======== Teks Bacaan

Alhamdulillah,
kita saat ini telah berada di bulan Syawal. Kita juga sudah mengetahui ada
amalan utama di bulan ini yaitu puasa enam hari di bulan Syawal. Apa saja
faedah melaksanakan puasa tersebut? Itulah yang akan aku hadirkan ke
tengah-tengah pembaca pada kesempatan kali ini. Semoga bermanfaat.
Faedah pertama: Puasa
syawal akan menggenapkan ganjaran berpuasa setahun penuh
Nabi shallallahu
‘alaihi wa sallam bersabda,
مَنْ صَامَ رَمَضَانَ ثُمَّ أَتْبَعَهُ سِتًّا مِنْ شَوَّالٍ كَانَ كَصِيَامِ الدَّهْرِ
“Barangsiapa
yang berpuasa Ramadhan kemudian berpuasa enam hari di bulan Syawal, maka dia
berpuasa seperti setahun penuh.”
Para ulama mengatakan bahwa
berpuasa seperti setahun penuh asalnya karena setiap kebaikan semisal dengan
sepuluh kebaikan yang semisal. Bulan Ramadhan (puasa sebulan penuh, -pen) sama
dengan (berpuasa) selama sepuluh bulan (30 x 10 = 300 hari = 10 bulan) dan
puasa enam hari di bulan Syawal sama dengan (berpuasa) selama dua bulan (6 x 10
= 60 hari = 2 bulan). Jadi seolah-olah jika seseorang
melaksanakan puasa Syawal dan sebelumnya berpuasa sebulan penuh di bulan
Ramadhan, maka dia seperti melaksanakan puasa setahun penuh. Hal ini dikuatkan
oleh sabda Rasulullah shallallahu
‘alaihi wa sallam,
مَنْ صَامَ سِتَّةَ أَيَّامٍ بَعْدَ الْفِطْرِ كَانَ تَمَامَ السَّنَةِ (مَنْ جَاءَ بِالْحَسَنَةِ فَلَهُ عَشْرُ أَمْثَالِهَا) »
“Barangsiapa
berpuasa enam hari setelah Idul Fitri, maka dia seperti berpuasa setahun penuh.
[Barangsiapa berbuat satu kebaikan, maka baginya sepuluh kebaikan semisal.
Satu kebaikan dibalas dengan sepuluh kebaikan semisal dan inilah balasan
kebaikan yang paling minimal. Inilah
nikmat yang luar biasa yang Allah berikan pada umat Islam.

================
======== Isi Data

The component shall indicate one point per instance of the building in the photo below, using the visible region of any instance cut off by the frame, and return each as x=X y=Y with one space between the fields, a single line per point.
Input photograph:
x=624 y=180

================
======== Isi Data

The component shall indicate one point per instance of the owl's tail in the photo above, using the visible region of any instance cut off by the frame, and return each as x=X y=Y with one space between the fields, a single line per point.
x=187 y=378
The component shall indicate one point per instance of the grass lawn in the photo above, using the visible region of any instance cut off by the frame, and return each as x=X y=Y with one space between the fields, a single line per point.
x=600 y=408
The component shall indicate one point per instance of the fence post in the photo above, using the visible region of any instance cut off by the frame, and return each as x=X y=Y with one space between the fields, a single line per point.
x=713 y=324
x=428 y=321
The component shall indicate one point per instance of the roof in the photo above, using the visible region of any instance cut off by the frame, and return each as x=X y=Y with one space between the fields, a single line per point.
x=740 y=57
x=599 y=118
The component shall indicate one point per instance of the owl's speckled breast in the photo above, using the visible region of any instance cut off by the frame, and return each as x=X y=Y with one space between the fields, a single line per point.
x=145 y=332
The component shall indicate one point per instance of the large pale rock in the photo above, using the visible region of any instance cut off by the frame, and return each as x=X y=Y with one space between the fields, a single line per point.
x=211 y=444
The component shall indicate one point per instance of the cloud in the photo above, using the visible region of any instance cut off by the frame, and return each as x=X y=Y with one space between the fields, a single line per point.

================
======== Isi Data

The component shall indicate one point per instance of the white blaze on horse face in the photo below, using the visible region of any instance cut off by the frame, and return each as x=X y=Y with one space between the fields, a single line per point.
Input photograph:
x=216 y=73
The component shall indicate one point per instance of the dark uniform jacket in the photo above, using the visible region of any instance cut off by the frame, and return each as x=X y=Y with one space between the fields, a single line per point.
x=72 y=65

================

Daftar Tugas =>
A. Menurut teks tentang puasa Syawal, puasa enam hari di bulan Syawal sama dengan berpuasa selama berapa bulan?
B. Salin tanpa perubahan bagian teks tentang puasa Syawal yang dimulai dari "[Barangsiapa berbuat satu" dan berakhir pada "pada umat Islam.".

Jawaban Tugas =>
A. Dua bulan.

B.
[Barangsiapa berbuat satu kebaikan, maka baginya sepuluh kebaikan semisal.
Satu kebaikan dibalas dengan sepuluh kebaikan semisal dan inilah balasan
kebaikan yang paling minimal. Inilah
nikmat yang luar biasa yang Allah berikan pada umat Islam.